● **Task description**:
In the text below on white supremacist violence, translate this sentence into Spanish: "In response to the massacre, some New Zealanders have voluntarily turned in their semi-automatic rifles."

● **Document text**:
— Start —

Ardern recognizes this menace.
“These are people who I would describe as having extremist views that have absolutely no place in New Zealand and, in fact, have no place in the world,” she said.
Yet such repugnant views have found purchase everywhere, especially in the United States — and it’s not just about President Trump’s election.
Between 2008 and 2017, more than 70 percent of murders blamed on extremism were committed by white supremacists or members of far-right groups, according to the Anti-Defamation League. Before 11 people were murdered at a Pittsburgh synagogue last year, six people were shot to death in 2012 at a Sikh temple in Wisconsin in what police called a “domestic terrorism-type incident”; nine African-Americans were murdered at a South Carolina church in 2015 by an avowed white supremacist who hoped to spark a race war.
This roiling racist discontent helped put Trump in the White House, and the violence has spiked each year of his presidency. Last year, the ADL recorded at least 50 murders from extremist violence, most of them carried out by far-right disciples.
After the massacre in the two Christchurch mosques — its youngest victim was a 3-year-old boy — President Trump was asked if he sees “white nationalism as a rising threat around the world.” His answer was as predictable as it was enraging: “I don’t really.” He called such extremists “a small group of people that have very, very serious problems, I guess.”
That’s a funny way to refer to your base, Mr. President.
Then again, it’s not a small group of people, and Trump’s far-right support reaches beyond America’s borders.
For a man who loves taking credit for things he hasn’t done and revels in praise from monstrous men, Trump won’t acknowledge white supremacy as a problem because he’s part of the reason why far-right extremists feel emboldened and energized. He won’t call out its perpetrators, who cite him as an inspiration. In his manifesto, the alleged New Zealand shooter called Trump “a symbol of renewed white identity and common purpose.”
When asked at a recent CNN town hall about the rise of white nationalism, Democratic presidential candidate Senator Elizabeth Warren said, “White supremacists pose a threat to the United States just like any other terrorist group — like ISIS, like Al Qaeda. And leadership starts at the top, and that means you’ve got to call it out.”
Without question, laws are needed to keep weapons meant for war out of the hands of civilians. In response to the massacre, some New Zealanders have voluntarily turned in their semi-automatic rifles. Certainly if not for such weapons, fewer people might have died at those mosques. Yet the suspected shooter’s hatred of Muslims and immigrants still would have found another way to violently manifest itself.
Whenever there’s a racist crime, leaders often say, “This is not who we are.” That disassociation is as false as it is knee-jerk. They can’t really address this plague until they own that we live in societies where white supremacy is tolerated, political, institutional, and systemic.
With radicalization only an Internet connection and a few clicks away, white supremacy at its most extreme is out of the shadows and into the streets. Any leader unwilling to speak forcefully against it, and the violence its adherents encourage, has blood on their hands, their complicity as lethal as a bullet.

— End —

● **Extracted records**:

— Start —

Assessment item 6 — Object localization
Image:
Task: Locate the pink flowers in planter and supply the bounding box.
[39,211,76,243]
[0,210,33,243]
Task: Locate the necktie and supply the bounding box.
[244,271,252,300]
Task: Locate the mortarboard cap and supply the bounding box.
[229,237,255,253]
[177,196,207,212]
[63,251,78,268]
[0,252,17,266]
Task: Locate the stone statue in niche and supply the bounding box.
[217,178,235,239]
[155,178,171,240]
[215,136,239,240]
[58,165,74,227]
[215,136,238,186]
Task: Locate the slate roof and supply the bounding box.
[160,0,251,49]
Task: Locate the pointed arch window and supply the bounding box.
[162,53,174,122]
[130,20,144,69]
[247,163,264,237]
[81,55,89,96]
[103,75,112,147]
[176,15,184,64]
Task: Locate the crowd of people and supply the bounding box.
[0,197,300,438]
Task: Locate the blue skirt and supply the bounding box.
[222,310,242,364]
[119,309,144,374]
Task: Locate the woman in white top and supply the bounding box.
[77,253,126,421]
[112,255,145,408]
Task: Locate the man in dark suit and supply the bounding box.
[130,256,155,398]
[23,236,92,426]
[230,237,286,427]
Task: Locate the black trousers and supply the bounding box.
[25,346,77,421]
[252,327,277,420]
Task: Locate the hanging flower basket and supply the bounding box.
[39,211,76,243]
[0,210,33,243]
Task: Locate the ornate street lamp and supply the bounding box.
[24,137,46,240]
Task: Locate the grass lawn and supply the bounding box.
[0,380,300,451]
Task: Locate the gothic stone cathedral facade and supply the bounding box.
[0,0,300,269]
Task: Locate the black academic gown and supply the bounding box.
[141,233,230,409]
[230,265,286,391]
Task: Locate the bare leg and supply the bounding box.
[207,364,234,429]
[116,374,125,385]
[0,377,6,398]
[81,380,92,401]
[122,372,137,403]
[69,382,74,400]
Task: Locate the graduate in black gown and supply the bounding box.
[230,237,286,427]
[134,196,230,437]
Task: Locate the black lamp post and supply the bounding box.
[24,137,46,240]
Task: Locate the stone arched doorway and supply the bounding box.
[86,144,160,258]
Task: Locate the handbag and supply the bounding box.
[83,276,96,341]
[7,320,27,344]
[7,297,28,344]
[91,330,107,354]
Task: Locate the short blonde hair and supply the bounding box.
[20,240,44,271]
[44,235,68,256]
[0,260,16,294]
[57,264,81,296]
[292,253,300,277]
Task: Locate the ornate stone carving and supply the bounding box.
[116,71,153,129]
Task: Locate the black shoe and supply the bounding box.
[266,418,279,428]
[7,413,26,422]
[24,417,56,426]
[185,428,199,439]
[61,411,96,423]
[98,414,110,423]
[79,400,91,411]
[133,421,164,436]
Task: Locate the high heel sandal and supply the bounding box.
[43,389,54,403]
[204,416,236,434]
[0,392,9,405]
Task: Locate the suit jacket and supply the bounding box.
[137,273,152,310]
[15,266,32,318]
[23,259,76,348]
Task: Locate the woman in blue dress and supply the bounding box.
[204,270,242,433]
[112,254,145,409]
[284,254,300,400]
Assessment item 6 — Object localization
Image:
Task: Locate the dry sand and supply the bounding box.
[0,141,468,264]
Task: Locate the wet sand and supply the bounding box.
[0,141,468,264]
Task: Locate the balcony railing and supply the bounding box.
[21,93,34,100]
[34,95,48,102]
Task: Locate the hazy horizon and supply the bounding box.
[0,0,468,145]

— End —

● **Task result**:
En respuesta a la masacre, algunos neozelandeses han entregado voluntariamente sus rifles semiautomáticos.